Selected passage
To sum up, the project’s results give a strictly data-driven picture of the distribution of variants, easily accessible and useful to everyone searching for reliable information regarding distribution patterns of grammatical standard variation.
2.2 Linking variant distributions to varieties
Even though the project’s results give statistically firm information regarding individual variant distribution, the question is now if they can also indicate the relevance of parameters such as dialect areas or maybe even national borders. In other words: can we draw conclusions from the result regarding the overall variation space of grammatical standard variation? Even though the combined analysis of variants and the consideration of relative frequency are valuable advancements, it is obvious that this approach still does not give much indication on how the distribution of grammatical variants on the whole can be interpreted. Accordingly, it might be understandable that neglecting variant distributions (for whatever reason) displayed in Map 3a and attaching more importance to such as shown in Map 3b could lead to the conclusion that national varieties do exist. Not only in studies regarding standard variation but generally in analyses on regional variation, it is very common that “variant’s spatial distributions can vary so dramatically from map to map that this cannot be attributed to mere random fluctuation” (Rumpf et al., Reference Rumpf, Simon Pickl, König and Schmidt2009:281). What the project data show very clearly is the (empirically significant) areal characteristics of individual distribution patterns; this alone, however, does not speak for assuming more or less heterogeneous varieties, or at least it is not self-evident how to link an individual variant’s distributions to general tendencies.
Against this background, an integrative analysis of all variables (bundles of functionally more or less equivalent variants) would be necessary to get an idea of the overall picture or to contribute to the discussion of relevant influencing factors. From an empirical perspective, it would be essential to aggregate the results in some way. On completion of the project, the corpus data as well as the statistical analyses were archived in a project-internal database so that the absolute and relative frequencies as well as the statistical results are available for further processing.

Contour annotation records:
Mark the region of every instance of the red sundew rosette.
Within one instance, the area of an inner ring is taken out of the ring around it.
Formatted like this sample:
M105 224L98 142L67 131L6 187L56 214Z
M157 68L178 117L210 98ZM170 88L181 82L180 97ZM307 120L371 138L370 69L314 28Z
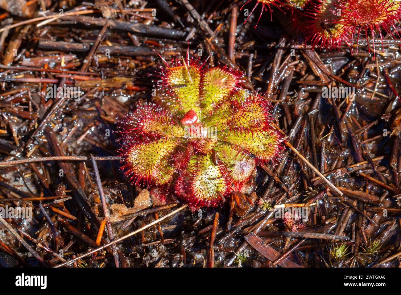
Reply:
M241 73L187 58L157 77L158 104L120 122L122 168L133 183L168 188L193 210L215 207L257 164L279 157L270 103L241 87Z

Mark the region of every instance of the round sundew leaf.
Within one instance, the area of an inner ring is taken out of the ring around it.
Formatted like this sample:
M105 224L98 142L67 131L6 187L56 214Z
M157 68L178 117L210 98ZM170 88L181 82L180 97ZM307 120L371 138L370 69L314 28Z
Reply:
M216 131L218 132L228 128L229 122L233 117L235 112L233 102L227 100L209 112L202 122L207 127L217 128Z
M288 4L294 8L298 9L303 8L309 0L288 0Z
M194 65L186 64L167 68L164 72L162 103L182 116L193 110L198 118L201 69Z
M184 128L176 124L166 110L154 104L145 104L138 106L121 123L120 133L131 136L132 140L178 138L185 134Z
M126 164L124 168L136 183L141 182L164 184L172 177L174 169L170 157L177 146L175 140L160 139L150 142L133 145L123 155Z
M239 102L229 125L230 128L258 131L269 128L271 105L261 97L252 95Z
M274 130L251 132L232 131L223 132L222 141L236 151L252 154L262 162L278 156L282 149L282 136Z
M227 99L236 88L239 75L223 68L209 68L203 75L201 106L207 113L214 108L216 104Z
M229 189L227 174L221 165L215 165L210 155L193 156L187 172L185 186L192 206L215 206Z
M249 179L256 167L255 159L249 155L236 151L226 144L215 149L218 158L225 166L235 185L241 185Z

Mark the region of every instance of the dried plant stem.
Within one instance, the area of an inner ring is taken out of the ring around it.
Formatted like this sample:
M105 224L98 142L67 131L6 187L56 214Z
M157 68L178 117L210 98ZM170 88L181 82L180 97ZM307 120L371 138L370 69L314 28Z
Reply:
M109 157L95 157L97 161L120 161L123 158L120 157L110 156ZM17 164L25 163L33 163L35 162L45 162L45 161L91 161L91 157L86 156L60 156L55 157L45 157L40 158L32 158L28 159L21 159L12 161L3 161L0 162L0 166L6 165L15 165Z
M303 156L301 155L300 153L299 152L298 152L297 150L297 149L292 146L292 145L291 144L290 144L288 141L287 141L286 142L286 145L287 146L290 148L292 151L293 151L295 153L296 155L298 156L298 157L299 157L300 158L300 159L302 160L305 163L305 164L308 165L311 169L313 170L313 171L315 172L315 173L317 174L318 175L321 179L322 179L322 180L323 180L324 181L324 182L325 182L327 184L327 185L328 185L329 187L330 187L330 188L331 189L332 191L336 192L337 194L338 195L343 195L343 194L340 191L340 190L339 190L338 188L337 188L337 187L336 187L336 186L334 184L330 182L330 181L329 181L328 179L327 178L324 177L323 175L320 173L319 170L318 170L317 169L315 168L315 167L313 166L313 165L311 164L310 163L310 162L308 161Z
M183 205L182 206L181 206L178 209L174 210L172 212L170 212L168 214L165 215L164 216L159 218L158 219L156 219L156 220L152 221L150 223L147 224L146 225L144 226L142 226L142 228L139 228L136 230L135 230L134 232L130 232L129 234L126 234L125 236L123 236L121 238L119 238L117 240L115 240L113 242L111 242L108 244L106 244L105 245L103 245L103 246L101 247L99 247L98 248L96 248L96 249L94 249L93 250L92 250L91 251L90 251L89 252L85 253L85 254L83 254L82 255L80 256L78 256L78 257L76 257L75 258L74 258L73 259L71 259L71 260L69 260L68 261L66 261L66 262L64 262L63 263L61 263L61 264L59 264L58 265L56 265L55 267L61 267L68 265L69 264L71 264L71 263L73 263L74 261L77 261L78 259L81 259L82 258L83 258L84 257L85 257L87 256L88 256L88 255L90 255L91 254L95 253L95 252L97 252L98 251L99 251L102 250L102 249L104 249L105 248L107 248L107 247L109 247L112 245L113 245L115 244L116 244L117 243L118 243L119 242L121 242L121 241L122 241L124 240L125 240L127 238L129 238L132 236L133 236L134 234L138 234L138 232L140 232L142 231L146 230L146 228L148 228L150 227L151 226L153 226L158 223L158 222L160 222L160 221L162 221L162 220L164 220L166 218L168 218L171 216L172 216L176 213L177 212L180 211L182 209L185 209L187 206L188 205L186 204Z
M113 233L113 229L111 228L111 223L109 219L109 210L107 209L107 203L106 202L106 197L104 195L103 191L103 187L102 186L101 180L100 179L100 175L99 174L99 170L97 169L97 164L96 160L93 155L91 155L91 159L92 160L92 165L93 166L93 171L95 172L95 178L97 184L97 189L99 192L99 197L100 197L100 201L101 202L102 209L103 210L103 215L106 220L106 227L107 228L107 232L109 239L110 242L114 240L114 235ZM118 253L117 252L117 247L115 244L111 245L111 249L113 250L113 256L114 257L114 262L116 267L120 267L120 262L118 260Z
M43 259L41 257L41 256L38 254L37 252L33 250L32 247L29 246L28 243L25 242L24 239L20 236L20 235L18 234L18 233L14 230L14 229L11 227L11 226L1 217L0 217L0 223L1 223L8 230L10 233L15 237L15 238L18 240L18 241L23 245L26 248L26 250L29 251L39 262L45 266L46 263L43 260Z

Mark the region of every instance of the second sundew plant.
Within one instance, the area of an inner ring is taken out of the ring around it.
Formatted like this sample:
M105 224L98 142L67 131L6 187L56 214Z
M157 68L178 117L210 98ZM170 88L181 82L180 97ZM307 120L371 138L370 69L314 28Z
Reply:
M377 39L375 35L379 35L382 40L383 34L401 39L397 31L399 28L396 26L401 18L400 0L282 1L255 0L255 4L251 13L261 4L259 23L262 13L267 8L271 19L273 7L286 13L291 12L292 29L295 28L296 31L300 32L306 43L321 49L336 49L346 45L352 52L356 40L357 51L360 36L363 36L367 41L370 38L373 40L374 53L375 39ZM368 49L370 51L369 47Z
M216 206L256 165L279 156L271 104L241 87L239 71L188 56L166 66L154 103L120 122L123 168L133 183L162 186L192 210Z

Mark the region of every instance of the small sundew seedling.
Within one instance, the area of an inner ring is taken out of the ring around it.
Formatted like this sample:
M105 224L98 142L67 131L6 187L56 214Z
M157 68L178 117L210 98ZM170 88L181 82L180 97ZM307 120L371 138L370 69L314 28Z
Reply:
M237 256L237 260L235 260L234 261L238 262L238 267L241 267L242 266L242 264L248 260L248 257L249 256L249 253L247 251L246 251L241 252L239 254L236 253L235 255Z
M271 202L269 199L265 201L260 198L258 201L257 203L260 205L260 208L262 210L269 210L271 209Z
M239 71L188 56L166 65L155 81L156 103L119 122L122 168L133 183L164 186L192 210L216 206L257 165L279 156L271 106L241 87Z
M349 246L345 243L333 245L329 252L330 258L336 261L342 260L349 254Z
M302 1L302 0L300 0L301 1ZM251 2L251 1L253 1L253 0L248 0L248 1L245 2L245 4L242 6L242 7L241 7L240 10L242 10L242 9L244 8L244 6L245 5L249 3L249 2ZM257 24L259 23L259 21L260 20L260 18L262 16L262 14L263 14L263 11L267 11L268 9L269 11L270 12L270 20L273 20L273 14L271 13L271 8L270 7L271 5L275 6L276 7L278 8L279 9L280 7L284 6L284 4L280 2L279 0L256 0L255 2L256 3L255 4L255 6L253 6L253 8L252 9L252 11L248 14L247 16L247 18L246 20L245 20L245 21L244 22L244 24L247 22L248 20L248 19L249 18L249 16L251 16L251 14L252 12L253 12L253 10L255 10L255 8L256 8L257 6L259 4L261 4L262 10L261 10L260 14L259 15L259 18L258 18L257 22L256 23L256 25L255 26L255 28L256 28L256 27L257 26Z

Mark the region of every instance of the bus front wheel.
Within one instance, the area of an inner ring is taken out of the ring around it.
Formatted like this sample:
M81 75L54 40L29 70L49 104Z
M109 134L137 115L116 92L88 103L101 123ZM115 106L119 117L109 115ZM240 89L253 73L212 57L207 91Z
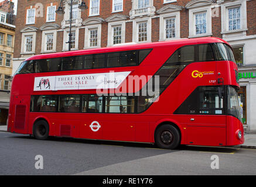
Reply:
M179 131L173 126L163 124L156 131L155 142L159 148L175 149L179 145L180 141Z
M46 140L49 136L49 125L45 120L39 120L34 124L33 134L36 139Z

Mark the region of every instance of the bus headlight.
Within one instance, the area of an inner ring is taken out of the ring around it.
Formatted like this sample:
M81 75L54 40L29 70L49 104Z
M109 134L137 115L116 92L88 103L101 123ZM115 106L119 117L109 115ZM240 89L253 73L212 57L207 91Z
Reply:
M237 133L237 137L239 139L241 139L241 138L242 137L242 132L241 131L241 130L238 131L238 132Z

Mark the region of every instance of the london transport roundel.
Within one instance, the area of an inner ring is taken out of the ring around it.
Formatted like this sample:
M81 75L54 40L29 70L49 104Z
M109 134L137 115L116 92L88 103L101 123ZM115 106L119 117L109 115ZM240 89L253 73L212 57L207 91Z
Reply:
M100 123L98 123L98 122L94 121L91 123L91 124L90 125L90 127L91 127L91 129L92 131L93 131L94 132L97 132L101 127L101 126L100 125ZM94 128L96 128L96 129L94 129Z

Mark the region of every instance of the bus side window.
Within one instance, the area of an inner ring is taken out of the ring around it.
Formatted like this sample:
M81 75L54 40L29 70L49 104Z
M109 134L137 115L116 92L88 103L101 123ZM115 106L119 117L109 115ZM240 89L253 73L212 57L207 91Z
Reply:
M219 86L200 86L176 110L174 114L223 115L223 99L219 98Z
M34 72L34 61L30 60L24 62L21 70L19 71L18 74L28 74Z
M191 63L194 61L194 46L189 46L176 51L167 63Z
M214 61L214 56L210 44L201 44L198 46L198 61Z
M105 67L105 54L91 54L86 56L85 69L94 69Z
M60 67L60 58L37 60L36 61L36 72L57 71Z
M80 112L80 95L60 96L59 112L77 113Z
M57 96L43 96L41 103L41 112L56 112Z
M77 70L83 69L83 56L64 57L62 58L62 70Z

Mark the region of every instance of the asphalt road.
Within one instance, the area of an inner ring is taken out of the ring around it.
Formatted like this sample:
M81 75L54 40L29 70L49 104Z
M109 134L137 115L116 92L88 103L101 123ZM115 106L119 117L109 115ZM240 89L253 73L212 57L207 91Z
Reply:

Problem to work on
Retype the passage above on grammatical variant distributions word for word, starting with "Against this background, an" and going on through "for further processing.".

Written solution
Against this background, an integrative analysis of all variables (bundles of functionally more or less equivalent variants) would be necessary to get an idea of the overall picture or to contribute to the discussion of relevant influencing factors. From an empirical perspective, it would be essential to aggregate the results in some way. On completion of the project, the corpus data as well as the statistical analyses were archived in a project-internal database so that the absolute and relative frequencies as well as the statistical results are available for further processing.